Aim: Reproduce every entry that follows word for word, but omit the images.

● ● ● ● ●

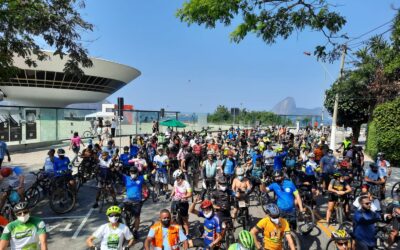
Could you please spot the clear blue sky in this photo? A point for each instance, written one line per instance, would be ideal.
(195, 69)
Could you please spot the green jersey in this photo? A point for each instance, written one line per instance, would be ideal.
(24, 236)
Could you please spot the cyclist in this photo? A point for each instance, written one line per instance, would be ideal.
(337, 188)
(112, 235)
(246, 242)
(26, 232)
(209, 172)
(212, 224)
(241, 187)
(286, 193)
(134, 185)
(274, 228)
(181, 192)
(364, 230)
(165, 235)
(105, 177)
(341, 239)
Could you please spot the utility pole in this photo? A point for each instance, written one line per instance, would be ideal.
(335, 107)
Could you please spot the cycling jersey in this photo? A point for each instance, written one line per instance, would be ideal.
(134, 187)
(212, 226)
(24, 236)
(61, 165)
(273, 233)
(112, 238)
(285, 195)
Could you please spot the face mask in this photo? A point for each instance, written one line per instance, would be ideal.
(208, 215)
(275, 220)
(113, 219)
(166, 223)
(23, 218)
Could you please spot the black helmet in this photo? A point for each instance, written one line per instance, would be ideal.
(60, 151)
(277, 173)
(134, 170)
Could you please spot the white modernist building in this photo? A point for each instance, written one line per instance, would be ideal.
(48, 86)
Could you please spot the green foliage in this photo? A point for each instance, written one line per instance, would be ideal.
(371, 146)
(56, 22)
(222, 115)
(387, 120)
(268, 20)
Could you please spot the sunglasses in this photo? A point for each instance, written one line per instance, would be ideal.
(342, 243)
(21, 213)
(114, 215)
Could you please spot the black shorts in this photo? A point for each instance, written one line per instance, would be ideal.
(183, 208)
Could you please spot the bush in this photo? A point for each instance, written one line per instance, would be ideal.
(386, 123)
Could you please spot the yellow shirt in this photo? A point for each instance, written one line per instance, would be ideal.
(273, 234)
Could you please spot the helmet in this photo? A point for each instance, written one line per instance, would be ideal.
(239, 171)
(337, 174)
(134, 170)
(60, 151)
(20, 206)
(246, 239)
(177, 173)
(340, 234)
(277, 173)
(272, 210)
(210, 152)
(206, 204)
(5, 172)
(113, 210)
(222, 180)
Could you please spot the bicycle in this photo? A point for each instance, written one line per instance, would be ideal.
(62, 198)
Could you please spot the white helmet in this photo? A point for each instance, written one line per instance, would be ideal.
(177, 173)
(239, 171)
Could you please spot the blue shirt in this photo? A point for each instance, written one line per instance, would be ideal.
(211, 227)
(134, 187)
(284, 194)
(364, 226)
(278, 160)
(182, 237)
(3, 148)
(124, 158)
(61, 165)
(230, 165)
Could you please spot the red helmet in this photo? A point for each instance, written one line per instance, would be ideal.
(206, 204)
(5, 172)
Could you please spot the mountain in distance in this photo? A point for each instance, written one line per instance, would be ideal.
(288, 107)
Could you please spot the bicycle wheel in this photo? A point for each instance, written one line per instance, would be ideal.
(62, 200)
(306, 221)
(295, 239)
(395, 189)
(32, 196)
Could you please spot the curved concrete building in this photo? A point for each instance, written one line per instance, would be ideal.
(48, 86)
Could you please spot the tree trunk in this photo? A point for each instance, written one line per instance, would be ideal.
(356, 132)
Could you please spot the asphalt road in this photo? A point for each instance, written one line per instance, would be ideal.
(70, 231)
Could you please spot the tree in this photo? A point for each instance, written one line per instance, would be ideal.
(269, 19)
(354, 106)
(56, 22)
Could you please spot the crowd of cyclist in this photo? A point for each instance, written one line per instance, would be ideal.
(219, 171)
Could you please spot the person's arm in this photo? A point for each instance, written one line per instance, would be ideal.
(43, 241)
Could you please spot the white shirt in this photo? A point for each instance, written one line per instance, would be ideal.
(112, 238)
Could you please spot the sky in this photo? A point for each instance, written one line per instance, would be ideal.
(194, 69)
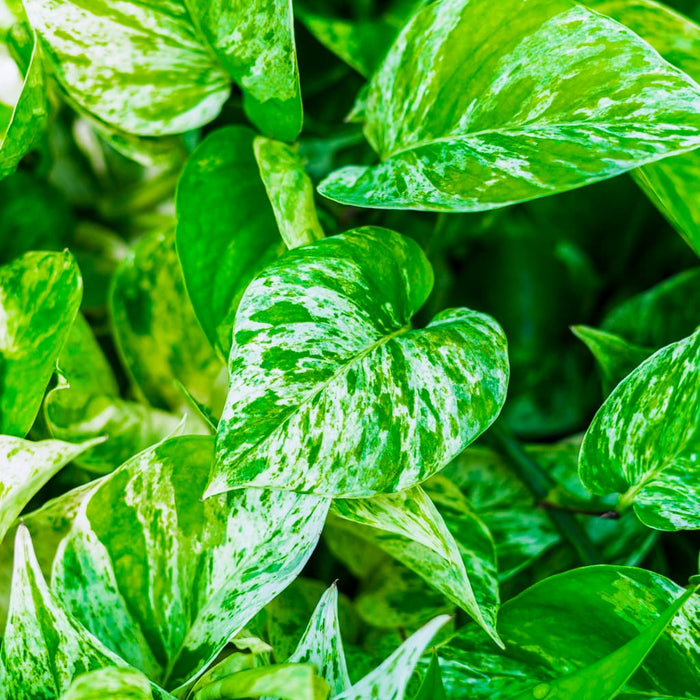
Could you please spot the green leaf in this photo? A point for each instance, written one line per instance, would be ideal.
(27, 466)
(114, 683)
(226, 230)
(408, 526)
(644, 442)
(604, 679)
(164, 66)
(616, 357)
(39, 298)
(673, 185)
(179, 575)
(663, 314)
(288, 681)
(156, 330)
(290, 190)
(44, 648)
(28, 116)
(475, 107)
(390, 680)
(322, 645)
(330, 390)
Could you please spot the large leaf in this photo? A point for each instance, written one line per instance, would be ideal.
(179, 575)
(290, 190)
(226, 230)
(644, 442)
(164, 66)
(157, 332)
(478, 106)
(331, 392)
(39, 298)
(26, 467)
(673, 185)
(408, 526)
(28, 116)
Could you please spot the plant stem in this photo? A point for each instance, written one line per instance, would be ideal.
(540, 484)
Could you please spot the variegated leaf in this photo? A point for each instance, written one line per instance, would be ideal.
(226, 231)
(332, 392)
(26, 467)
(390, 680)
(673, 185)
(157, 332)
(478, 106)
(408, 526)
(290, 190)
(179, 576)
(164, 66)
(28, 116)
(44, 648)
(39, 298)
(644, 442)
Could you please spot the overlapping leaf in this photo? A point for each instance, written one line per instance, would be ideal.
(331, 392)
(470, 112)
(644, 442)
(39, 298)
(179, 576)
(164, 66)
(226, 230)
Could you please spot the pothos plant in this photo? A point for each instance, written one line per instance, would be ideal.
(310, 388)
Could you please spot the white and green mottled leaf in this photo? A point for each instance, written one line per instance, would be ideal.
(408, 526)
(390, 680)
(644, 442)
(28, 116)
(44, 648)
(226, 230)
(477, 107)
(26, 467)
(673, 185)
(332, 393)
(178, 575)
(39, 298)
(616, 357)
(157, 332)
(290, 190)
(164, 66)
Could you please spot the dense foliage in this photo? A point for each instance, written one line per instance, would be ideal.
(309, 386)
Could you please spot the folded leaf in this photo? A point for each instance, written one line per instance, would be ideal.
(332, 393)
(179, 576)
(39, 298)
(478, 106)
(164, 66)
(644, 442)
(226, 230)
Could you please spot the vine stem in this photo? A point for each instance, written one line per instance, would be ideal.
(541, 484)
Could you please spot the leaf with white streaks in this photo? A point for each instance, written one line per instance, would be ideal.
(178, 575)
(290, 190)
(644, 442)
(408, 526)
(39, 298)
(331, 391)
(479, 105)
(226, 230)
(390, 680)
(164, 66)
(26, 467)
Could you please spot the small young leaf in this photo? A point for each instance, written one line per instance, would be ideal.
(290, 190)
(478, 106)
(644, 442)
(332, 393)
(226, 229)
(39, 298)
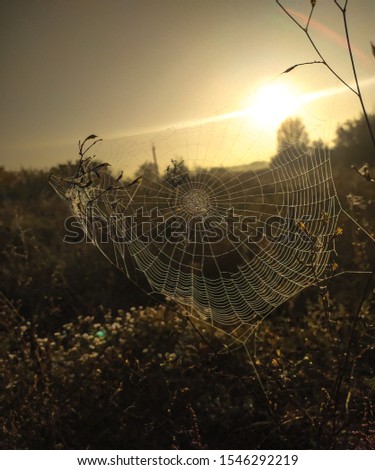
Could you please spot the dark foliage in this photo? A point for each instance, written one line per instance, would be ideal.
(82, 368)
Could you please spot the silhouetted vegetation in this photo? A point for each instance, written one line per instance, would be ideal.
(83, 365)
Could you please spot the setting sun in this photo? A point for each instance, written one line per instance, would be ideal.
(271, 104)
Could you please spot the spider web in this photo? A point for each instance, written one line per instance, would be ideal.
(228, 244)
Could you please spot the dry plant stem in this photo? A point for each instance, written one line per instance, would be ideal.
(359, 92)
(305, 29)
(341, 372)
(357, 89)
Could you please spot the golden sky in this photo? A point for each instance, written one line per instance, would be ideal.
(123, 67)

● ● ● ● ●

Exercise solution:
Could you please spot the clear blue sky in this photo? A point for each instance, written one line per instance, would be ideal.
(195, 69)
Could you please spot the green jersey in this photo? A point for each instance, written one line per instance, would be ideal.
(24, 236)
Could you please spot the cyclist in this photo? A point for each instance, written one line per instance, would be ideal.
(337, 188)
(112, 235)
(246, 242)
(26, 232)
(209, 172)
(212, 224)
(241, 187)
(286, 193)
(134, 185)
(274, 228)
(181, 192)
(364, 230)
(165, 235)
(105, 177)
(341, 239)
Could you please spot the utility pole in this photo? A point for each instance, written one line per instance, would be ideal.
(335, 107)
Could you please spot the cycling jersey in this photo? A point for each instance, written one line per instance, would be ideal.
(134, 187)
(212, 226)
(24, 236)
(61, 165)
(273, 233)
(112, 238)
(285, 195)
Could you please spot the face mask in this photo? A point for each instance, written one line per instance, would be ideal.
(208, 215)
(275, 220)
(113, 219)
(166, 223)
(23, 218)
Could you please spot the black helmet in this photo? A point for each instance, written one line per instance, would be ideal.
(60, 151)
(277, 173)
(134, 170)
Could you please spot the white modernist building in this photo? A point for each instance, written one line per instance, would be ideal.
(48, 86)
Could you please spot the green foliage in this photo? A point for each instance, written one line per instance, would be ideal.
(371, 146)
(56, 22)
(222, 115)
(387, 120)
(268, 20)
Could you please spot the sunglasses in this photo? A point for each instance, written one line per instance, would be ideal.
(342, 243)
(21, 213)
(114, 215)
Could you please spot the black shorts in this photo? A point for each instance, written one line per instance, would be ideal.
(183, 208)
Could you please spot the bush in this photo? A point for each instance, written one line per instance, would be ideal.
(386, 123)
Could you please spot the yellow shirt in this photo? A point for each instance, written one line per instance, would be ideal.
(273, 234)
Could you please spot the helmet in this photo? A point for each instance, written one line per instance, would be ideal.
(239, 171)
(337, 174)
(134, 170)
(60, 151)
(20, 206)
(246, 239)
(177, 173)
(340, 234)
(277, 173)
(272, 210)
(210, 152)
(206, 204)
(5, 172)
(113, 210)
(222, 180)
Could you please spot the bicycle in this photo? A point for each instance, written one line per instance, would be ideal.
(62, 198)
Could you please spot the white helmet in this photo? A point for each instance, written one line per instance, would be ideal.
(177, 173)
(239, 171)
Could you please spot the blue shirt in this photo? A point for each instance, written one line per instance, would be ideal.
(211, 227)
(134, 187)
(284, 194)
(364, 226)
(278, 160)
(182, 237)
(3, 148)
(124, 158)
(61, 165)
(230, 165)
Could you please spot the red helmet in this photo? A point for each instance, written one line per instance, would be ideal.
(206, 204)
(5, 172)
Could you please spot the mountain in distance in this photo? A point for each instance, written one line per instance, would be ideal.
(288, 107)
Could you please spot the bicycle wheel in this photo? A point for each instance, written one line per instance, would be ideal.
(62, 200)
(306, 221)
(295, 239)
(395, 189)
(32, 196)
Could you please spot the curved concrete building in this photo? A point for each instance, written one line per instance, would be ideal.
(48, 86)
Could you please spot the tree trunk in this photo? A point for each instance, written one line per instance, would be ideal.
(356, 132)
Could you please spot the asphalt road in this photo? A point for each instance, written one line per instance, would be ideal.
(70, 231)
Could you please spot the tree in this photo? A point for each instance, written one line per instance, would be ideal.
(269, 19)
(354, 106)
(56, 22)
Could you please spot the crowd of cyclist in this photo? A point for each instance, written one line per instance, would be ideal.
(219, 171)
Could you please spot the person's arm in this photo? A point for each instance, written one line per instance, would be ideal.
(43, 241)
Could you please spot the white shirt in this photo? A point for each instance, written one line per instance, would be ideal.
(112, 238)
Could you please spot the sky in this photo? A point for each instance, written one line per instance, would be ideal.
(194, 69)
Could you please spot the green leaf in this photo? A point for each instance, written one line per instance, would be ideal.
(27, 466)
(114, 683)
(226, 230)
(408, 526)
(644, 442)
(604, 679)
(164, 66)
(616, 357)
(39, 298)
(673, 185)
(179, 575)
(663, 314)
(288, 681)
(156, 330)
(290, 190)
(44, 648)
(28, 116)
(475, 107)
(390, 680)
(322, 645)
(330, 390)
Could you please spot the large leaf in this photo? A point for each instance, written one line per instance, would be ideal.
(179, 575)
(290, 190)
(226, 230)
(644, 442)
(164, 66)
(157, 332)
(478, 106)
(331, 392)
(39, 298)
(26, 467)
(673, 185)
(408, 526)
(28, 116)
Could you please spot the plant stem in this photo? A point for each instance, written one line per instance, would be ideal.
(540, 484)
Could you please spot the variegated leaf in this photo? A point for each instance, written one line per instance, would be ideal.
(226, 231)
(332, 392)
(26, 467)
(390, 680)
(673, 185)
(157, 332)
(478, 106)
(408, 526)
(290, 190)
(179, 576)
(164, 66)
(28, 116)
(44, 648)
(39, 298)
(644, 442)
Could you please spot the overlapping leaf in this photo? A point for each instance, written one line per instance, would be ideal.
(331, 392)
(470, 112)
(644, 442)
(39, 298)
(179, 576)
(164, 66)
(226, 230)
Could you please spot the pothos plant in this photo? A point for each instance, written one line per instance, would be ideal.
(310, 388)
Could you please spot the white and green mottled leaf in this photo? A point for each instance, written one line per instance, would be ideal.
(408, 526)
(390, 680)
(644, 442)
(28, 116)
(44, 648)
(226, 230)
(477, 107)
(26, 467)
(673, 185)
(332, 393)
(178, 575)
(39, 298)
(616, 357)
(157, 332)
(290, 190)
(164, 66)
Could you please spot the dense foliage in this photo? A point for each instance, written one line per instance, would be ideal.
(309, 386)
Could you please spot the folded leaf in this photo? A point for each instance, written one line per instance, would be ideal.
(332, 393)
(179, 576)
(39, 298)
(478, 106)
(164, 66)
(644, 442)
(226, 230)
Could you please spot the vine stem in this photo? A point for each instance, written one line per instance, would be ideal.
(541, 484)
Could you please spot the leaf with white streaks in this photo? A point for each instance, written one line per instance, would be ideal.
(178, 575)
(290, 190)
(644, 442)
(408, 526)
(39, 298)
(331, 391)
(479, 105)
(226, 230)
(390, 680)
(164, 66)
(26, 467)
Could you please spot the small young leaf in this photo? A point for each instance, written one line per instance, would be ideal.
(290, 190)
(478, 106)
(644, 442)
(332, 393)
(226, 229)
(39, 298)
Could you please spot the dark foliage in this photo? A point for each instance, written one line per instance, would be ideal.
(82, 368)
Could you please spot the silhouetted vegetation in this photo? A point for each instance, written one line per instance, would be ideal.
(83, 365)
Could you please spot the setting sun in this photo? A point for each instance, written one line per instance, would be ideal.
(271, 104)
Could you please spot the spider web in this photo? A point for each instance, written one line per instance, would be ideal.
(228, 244)
Could you please spot the dry plant stem in this photo? A point for each instance, written one line per instance, would be ideal.
(359, 92)
(305, 29)
(341, 372)
(357, 89)
Could you please spot the golden sky in this photo? A point for each instance, written one line per instance, would be ideal.
(123, 67)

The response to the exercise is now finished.